[Article]
.....

When Colombia Goes BOOM
Friday night in Cali, Colombia, and I’m having a quiet one with a few
beers and some cable TV. I live just a few blocks away from La Sexta,
the strip of dance clubs that’s ground zero for nightlife here in the
“World Capital of Salsa”.
It’s 11:30 at night, just as the clubs are starting to pack ‘em in,
when suddenly:
BOOM.
Louder than thunder, coming from just those few blocks away. The lights
go out. The TV flickers and dies. I’m left with half a beer in a totally
dark room and suddenly, growing in the distance, the sounds of sirens
approaching.
They’ve finally done it, I thought. The bloody FARC just blew up a
nightclub. There’s bodies strewn all over the street, bottles of
aguardiente and rum suddenly forgotten in the stampede to get out in the
open before another one blows.
I suck on my beer. Now’s my chance, I thought. Maybe this is the story
that will finally get me that foreign correspondent gig, something in
the pages of the Guardian or CNN or a byline with AP or Reuters. It
might even get air time — I could see myself now with that little
microphone attached to my shirt collar, trying to sound grave and
sufficiently baritone for an international news audience. All I had to
do was get up, put on some shoes (there would no doubt be broken glass,
and I was wearing flip flops), walk about 500 meters with a camera and
notebook and start collecting anguish-infused quotes from people with
limbs blown off.

.....

[Record set]
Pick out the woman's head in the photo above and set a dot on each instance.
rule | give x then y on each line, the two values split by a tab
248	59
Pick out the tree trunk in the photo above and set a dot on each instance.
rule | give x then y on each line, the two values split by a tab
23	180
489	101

.....

[Written request 1] Extract, word for word, the passage of the Cali essay starting at "Louder than thunder, coming" and ending at "approaching.".
[Written request 2] According to the Cali essay, what time is it when the boom is heard?
[Written request 3] Write what follows in the Cali essay, picking up after its final sentence.

[Final result 1]
Louder than thunder, coming from just those few blocks away. The lights
go out. The TV flickers and dies. I’m left with half a beer in a totally
dark room and suddenly, growing in the distance, the sounds of sirens
approaching.

[Final result 2] It is 11:30 at night.

[Final result 3]
I sat on the sofa and slowly, meditatively drained my beer. I listened
in the darkness. The sirens were getting louder. What if another bomb
were to go off? Do I really want shrapnel implanting itself in my fine,
northern european features? How badly do I really want to see blown up
bodies, anyway?
I put the empty beer bottle on the floor next to the couch, got up off
my duff, and trundled off to bed.
The next morning the power was still off. Over breakfast one of my
roommates exclaimed, “Bloody incompetent morons. Did that f—ing
transformer blow again?”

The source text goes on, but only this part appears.